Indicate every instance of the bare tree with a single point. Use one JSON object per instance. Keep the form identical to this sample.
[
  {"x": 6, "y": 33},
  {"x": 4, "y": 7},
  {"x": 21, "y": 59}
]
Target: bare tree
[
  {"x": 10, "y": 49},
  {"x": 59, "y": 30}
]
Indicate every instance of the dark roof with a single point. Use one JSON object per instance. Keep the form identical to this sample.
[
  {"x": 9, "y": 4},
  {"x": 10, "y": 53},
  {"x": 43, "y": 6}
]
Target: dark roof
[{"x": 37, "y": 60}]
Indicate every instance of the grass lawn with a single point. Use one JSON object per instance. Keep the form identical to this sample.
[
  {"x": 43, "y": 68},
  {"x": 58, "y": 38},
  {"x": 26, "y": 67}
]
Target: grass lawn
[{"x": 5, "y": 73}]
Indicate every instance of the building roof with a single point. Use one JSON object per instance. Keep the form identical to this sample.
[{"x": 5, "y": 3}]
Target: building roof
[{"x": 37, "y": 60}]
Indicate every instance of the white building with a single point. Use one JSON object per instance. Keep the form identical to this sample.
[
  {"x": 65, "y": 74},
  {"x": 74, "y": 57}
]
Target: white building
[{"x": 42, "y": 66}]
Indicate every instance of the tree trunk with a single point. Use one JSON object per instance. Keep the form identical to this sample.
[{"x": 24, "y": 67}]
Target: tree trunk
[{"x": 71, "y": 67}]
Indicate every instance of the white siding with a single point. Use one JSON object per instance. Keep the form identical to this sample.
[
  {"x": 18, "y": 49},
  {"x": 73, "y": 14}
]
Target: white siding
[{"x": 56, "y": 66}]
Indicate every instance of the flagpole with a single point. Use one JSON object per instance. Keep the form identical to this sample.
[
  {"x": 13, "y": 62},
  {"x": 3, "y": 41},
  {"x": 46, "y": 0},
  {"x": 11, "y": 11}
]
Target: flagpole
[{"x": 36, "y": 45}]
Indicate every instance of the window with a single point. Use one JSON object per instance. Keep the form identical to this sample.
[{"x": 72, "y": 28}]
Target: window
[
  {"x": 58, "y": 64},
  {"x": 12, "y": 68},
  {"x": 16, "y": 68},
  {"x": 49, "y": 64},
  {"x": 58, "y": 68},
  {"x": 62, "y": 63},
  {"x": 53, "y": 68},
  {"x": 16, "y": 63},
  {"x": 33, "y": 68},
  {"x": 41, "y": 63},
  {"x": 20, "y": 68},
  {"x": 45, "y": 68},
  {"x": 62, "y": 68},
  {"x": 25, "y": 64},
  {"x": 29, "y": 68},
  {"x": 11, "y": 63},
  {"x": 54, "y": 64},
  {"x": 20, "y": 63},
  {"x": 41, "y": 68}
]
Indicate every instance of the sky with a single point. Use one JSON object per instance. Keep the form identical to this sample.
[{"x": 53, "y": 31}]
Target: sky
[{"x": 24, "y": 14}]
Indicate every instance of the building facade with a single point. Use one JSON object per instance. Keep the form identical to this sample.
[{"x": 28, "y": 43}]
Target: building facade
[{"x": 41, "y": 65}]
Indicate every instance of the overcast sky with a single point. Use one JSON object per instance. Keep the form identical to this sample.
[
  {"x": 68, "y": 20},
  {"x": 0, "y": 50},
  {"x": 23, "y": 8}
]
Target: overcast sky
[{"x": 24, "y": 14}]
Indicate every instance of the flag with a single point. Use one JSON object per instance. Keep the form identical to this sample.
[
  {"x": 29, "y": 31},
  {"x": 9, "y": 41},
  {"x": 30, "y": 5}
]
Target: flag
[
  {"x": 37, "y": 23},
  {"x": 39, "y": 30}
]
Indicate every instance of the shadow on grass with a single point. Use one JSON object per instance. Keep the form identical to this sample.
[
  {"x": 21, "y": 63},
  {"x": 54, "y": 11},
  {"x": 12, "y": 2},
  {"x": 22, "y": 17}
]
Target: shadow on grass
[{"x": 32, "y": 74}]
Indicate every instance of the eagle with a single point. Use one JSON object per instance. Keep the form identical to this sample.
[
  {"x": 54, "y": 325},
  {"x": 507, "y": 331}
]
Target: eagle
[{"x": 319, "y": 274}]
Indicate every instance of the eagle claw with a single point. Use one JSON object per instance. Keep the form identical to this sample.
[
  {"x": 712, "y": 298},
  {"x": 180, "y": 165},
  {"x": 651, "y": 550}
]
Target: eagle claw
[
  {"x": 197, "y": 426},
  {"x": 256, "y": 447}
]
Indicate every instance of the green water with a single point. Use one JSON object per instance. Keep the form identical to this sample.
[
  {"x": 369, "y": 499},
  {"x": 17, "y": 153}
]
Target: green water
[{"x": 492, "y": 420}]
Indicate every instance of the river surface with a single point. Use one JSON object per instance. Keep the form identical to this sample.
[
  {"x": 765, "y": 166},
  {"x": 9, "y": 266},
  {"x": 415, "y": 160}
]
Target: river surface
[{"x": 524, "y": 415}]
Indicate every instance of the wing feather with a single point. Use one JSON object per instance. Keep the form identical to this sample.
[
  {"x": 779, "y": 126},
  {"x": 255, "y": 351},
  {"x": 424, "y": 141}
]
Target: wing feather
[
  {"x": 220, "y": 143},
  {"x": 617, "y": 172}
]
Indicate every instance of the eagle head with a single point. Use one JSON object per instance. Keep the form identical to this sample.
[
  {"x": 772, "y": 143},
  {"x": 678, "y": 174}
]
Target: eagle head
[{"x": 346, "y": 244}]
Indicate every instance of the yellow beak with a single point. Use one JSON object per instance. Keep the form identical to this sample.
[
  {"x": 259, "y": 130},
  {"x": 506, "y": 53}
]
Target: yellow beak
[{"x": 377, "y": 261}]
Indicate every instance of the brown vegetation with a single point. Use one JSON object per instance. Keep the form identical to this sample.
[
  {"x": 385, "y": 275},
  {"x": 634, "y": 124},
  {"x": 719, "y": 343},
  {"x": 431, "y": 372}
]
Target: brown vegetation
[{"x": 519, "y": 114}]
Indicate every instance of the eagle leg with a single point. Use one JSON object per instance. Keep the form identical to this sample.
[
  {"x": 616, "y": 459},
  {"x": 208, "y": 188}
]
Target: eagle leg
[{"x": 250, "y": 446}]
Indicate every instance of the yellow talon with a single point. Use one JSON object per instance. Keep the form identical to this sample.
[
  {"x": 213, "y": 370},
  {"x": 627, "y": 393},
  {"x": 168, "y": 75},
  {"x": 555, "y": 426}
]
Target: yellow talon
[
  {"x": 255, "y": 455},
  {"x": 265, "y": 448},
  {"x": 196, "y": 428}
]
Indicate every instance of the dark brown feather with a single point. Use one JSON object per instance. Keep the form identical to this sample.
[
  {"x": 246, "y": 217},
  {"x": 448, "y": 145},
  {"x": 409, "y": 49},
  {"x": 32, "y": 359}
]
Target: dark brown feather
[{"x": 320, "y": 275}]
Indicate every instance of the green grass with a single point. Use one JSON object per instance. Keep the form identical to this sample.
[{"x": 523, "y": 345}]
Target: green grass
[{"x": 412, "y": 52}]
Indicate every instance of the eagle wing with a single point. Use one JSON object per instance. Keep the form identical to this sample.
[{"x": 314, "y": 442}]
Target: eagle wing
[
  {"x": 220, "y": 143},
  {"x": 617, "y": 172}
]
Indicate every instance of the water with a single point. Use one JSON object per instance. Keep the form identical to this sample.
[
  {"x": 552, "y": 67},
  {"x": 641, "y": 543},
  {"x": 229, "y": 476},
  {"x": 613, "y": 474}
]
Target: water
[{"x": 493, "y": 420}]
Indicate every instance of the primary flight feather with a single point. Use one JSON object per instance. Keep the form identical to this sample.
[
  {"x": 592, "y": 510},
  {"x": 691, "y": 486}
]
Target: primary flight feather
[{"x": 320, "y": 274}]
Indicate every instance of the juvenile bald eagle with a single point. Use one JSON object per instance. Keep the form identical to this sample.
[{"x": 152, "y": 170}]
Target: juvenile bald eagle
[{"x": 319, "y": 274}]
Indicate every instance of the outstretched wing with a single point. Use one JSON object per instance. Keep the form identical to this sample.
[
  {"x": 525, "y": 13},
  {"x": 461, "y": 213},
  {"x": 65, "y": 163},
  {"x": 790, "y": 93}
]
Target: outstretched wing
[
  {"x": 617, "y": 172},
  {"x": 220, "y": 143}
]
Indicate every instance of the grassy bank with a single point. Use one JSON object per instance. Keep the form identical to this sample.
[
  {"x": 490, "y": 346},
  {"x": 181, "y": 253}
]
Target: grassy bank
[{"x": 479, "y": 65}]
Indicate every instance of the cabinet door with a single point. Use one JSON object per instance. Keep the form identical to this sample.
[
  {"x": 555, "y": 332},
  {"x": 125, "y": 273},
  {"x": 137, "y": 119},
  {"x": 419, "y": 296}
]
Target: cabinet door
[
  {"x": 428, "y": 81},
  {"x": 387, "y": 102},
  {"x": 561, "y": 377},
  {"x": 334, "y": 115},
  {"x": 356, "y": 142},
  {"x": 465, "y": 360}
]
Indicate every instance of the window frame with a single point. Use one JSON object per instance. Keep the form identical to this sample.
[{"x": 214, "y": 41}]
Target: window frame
------
| Work instruction |
Filter the records above down to the lines that hold the string "frame".

| Output of the exercise |
Indicate every instance of the window frame with a single point. Use one JSON object per instance. Keep the form identical to this sample.
Target: window frame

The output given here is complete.